- BRIEF: Convert all of the records below into a JSON list of strings with one string per line. Skip blank lines and omit the pictures.

++++++

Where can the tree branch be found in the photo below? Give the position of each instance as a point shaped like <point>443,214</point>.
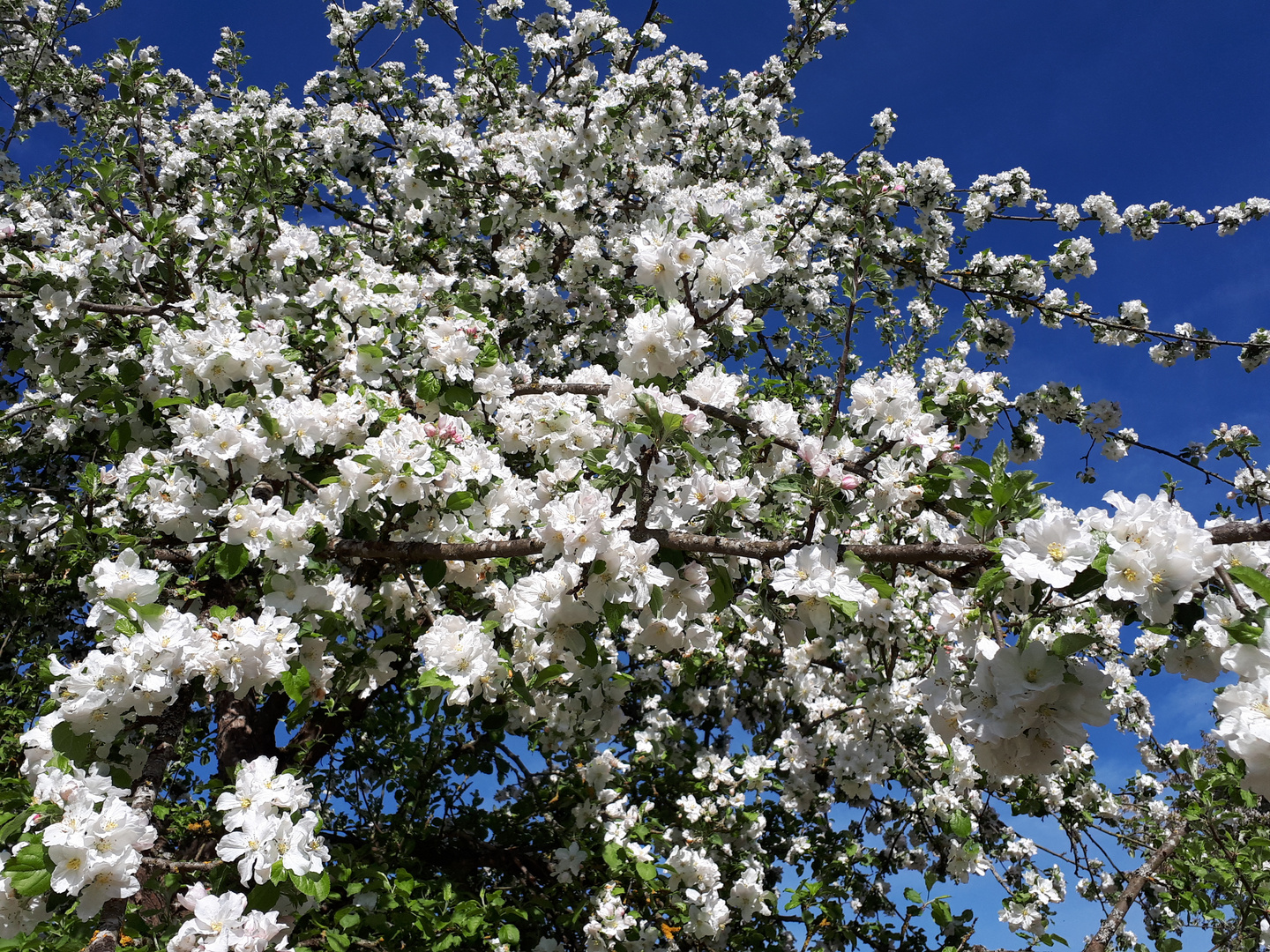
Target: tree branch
<point>1137,881</point>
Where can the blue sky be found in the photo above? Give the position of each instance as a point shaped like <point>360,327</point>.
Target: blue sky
<point>1145,100</point>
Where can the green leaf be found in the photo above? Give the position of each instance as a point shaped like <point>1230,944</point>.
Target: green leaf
<point>546,674</point>
<point>120,435</point>
<point>1254,579</point>
<point>152,614</point>
<point>591,657</point>
<point>77,747</point>
<point>1067,645</point>
<point>510,934</point>
<point>427,387</point>
<point>698,455</point>
<point>1086,582</point>
<point>940,913</point>
<point>977,466</point>
<point>460,398</point>
<point>430,678</point>
<point>317,888</point>
<point>231,560</point>
<point>295,683</point>
<point>848,608</point>
<point>614,856</point>
<point>875,582</point>
<point>721,587</point>
<point>460,501</point>
<point>29,870</point>
<point>614,616</point>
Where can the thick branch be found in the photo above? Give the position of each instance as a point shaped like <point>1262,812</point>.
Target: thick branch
<point>1133,889</point>
<point>144,793</point>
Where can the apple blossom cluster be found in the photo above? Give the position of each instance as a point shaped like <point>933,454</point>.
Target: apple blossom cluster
<point>222,923</point>
<point>97,841</point>
<point>526,430</point>
<point>262,830</point>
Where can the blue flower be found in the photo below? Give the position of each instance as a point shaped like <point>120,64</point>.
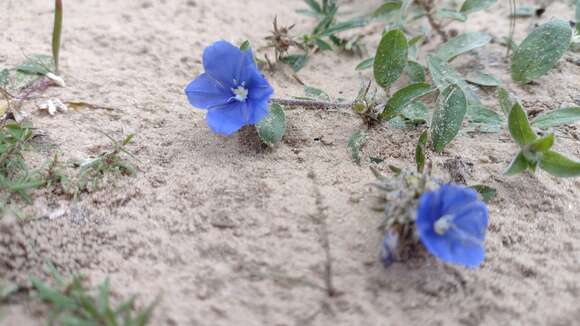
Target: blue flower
<point>232,89</point>
<point>451,223</point>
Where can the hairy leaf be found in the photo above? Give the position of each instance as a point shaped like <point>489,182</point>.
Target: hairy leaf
<point>391,58</point>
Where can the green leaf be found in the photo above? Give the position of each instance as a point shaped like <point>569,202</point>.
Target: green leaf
<point>4,75</point>
<point>416,112</point>
<point>403,97</point>
<point>488,193</point>
<point>505,101</point>
<point>313,4</point>
<point>540,51</point>
<point>578,17</point>
<point>462,44</point>
<point>315,93</point>
<point>471,6</point>
<point>519,126</point>
<point>391,58</point>
<point>518,165</point>
<point>558,165</point>
<point>356,141</point>
<point>451,14</point>
<point>57,32</point>
<point>420,150</point>
<point>37,64</point>
<point>557,118</point>
<point>322,45</point>
<point>543,144</point>
<point>483,79</point>
<point>448,116</point>
<point>366,64</point>
<point>272,128</point>
<point>415,71</point>
<point>296,61</point>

++++++

- EXERCISE SOLUTION:
[
  "Where can the tree branch be found in the photo below? Give the position of each instance as a point shaped like <point>443,214</point>.",
  "Target: tree branch",
  "<point>1137,881</point>",
  "Where can the blue sky be found in the photo above? Give the position of each instance as a point shaped like <point>360,327</point>.",
  "Target: blue sky",
  "<point>1145,100</point>",
  "Where can the green leaf be found in the photo above? Give the position of each instance as a point shaped like <point>1230,944</point>.",
  "Target: green leaf",
  "<point>546,674</point>",
  "<point>120,435</point>",
  "<point>1254,579</point>",
  "<point>152,614</point>",
  "<point>591,657</point>",
  "<point>77,747</point>",
  "<point>1067,645</point>",
  "<point>510,934</point>",
  "<point>427,387</point>",
  "<point>698,455</point>",
  "<point>1086,582</point>",
  "<point>940,913</point>",
  "<point>977,466</point>",
  "<point>460,398</point>",
  "<point>430,678</point>",
  "<point>317,888</point>",
  "<point>231,560</point>",
  "<point>295,683</point>",
  "<point>848,608</point>",
  "<point>614,856</point>",
  "<point>875,582</point>",
  "<point>721,587</point>",
  "<point>460,501</point>",
  "<point>29,870</point>",
  "<point>614,616</point>",
  "Where can the thick branch be found in the photo above? Give the position of each instance as a point shaped like <point>1262,812</point>.",
  "Target: thick branch",
  "<point>1133,889</point>",
  "<point>144,793</point>",
  "Where can the apple blossom cluster be found in the photo above? Give the position of each instance as a point shaped like <point>933,454</point>.",
  "Target: apple blossom cluster",
  "<point>222,923</point>",
  "<point>97,841</point>",
  "<point>526,430</point>",
  "<point>262,830</point>",
  "Where can the blue flower be found in the photo below? Give the position of each instance as a point shaped like <point>120,64</point>.",
  "Target: blue flower",
  "<point>232,89</point>",
  "<point>451,223</point>",
  "Where can the hairy leaf be found in the photo above? Give the position of each instance as a point shaped like <point>489,182</point>.",
  "Target: hairy leaf",
  "<point>391,58</point>",
  "Where can the green leaf be found in the photo above? Give the position of each instance as a point shaped like <point>569,202</point>.",
  "Target: green leaf",
  "<point>4,75</point>",
  "<point>416,112</point>",
  "<point>403,97</point>",
  "<point>488,193</point>",
  "<point>505,101</point>",
  "<point>313,4</point>",
  "<point>540,51</point>",
  "<point>578,17</point>",
  "<point>462,44</point>",
  "<point>315,93</point>",
  "<point>471,6</point>",
  "<point>519,126</point>",
  "<point>391,58</point>",
  "<point>518,165</point>",
  "<point>558,165</point>",
  "<point>356,141</point>",
  "<point>451,14</point>",
  "<point>57,32</point>",
  "<point>420,150</point>",
  "<point>37,64</point>",
  "<point>557,118</point>",
  "<point>322,45</point>",
  "<point>543,144</point>",
  "<point>483,79</point>",
  "<point>448,116</point>",
  "<point>366,64</point>",
  "<point>272,128</point>",
  "<point>415,71</point>",
  "<point>296,61</point>"
]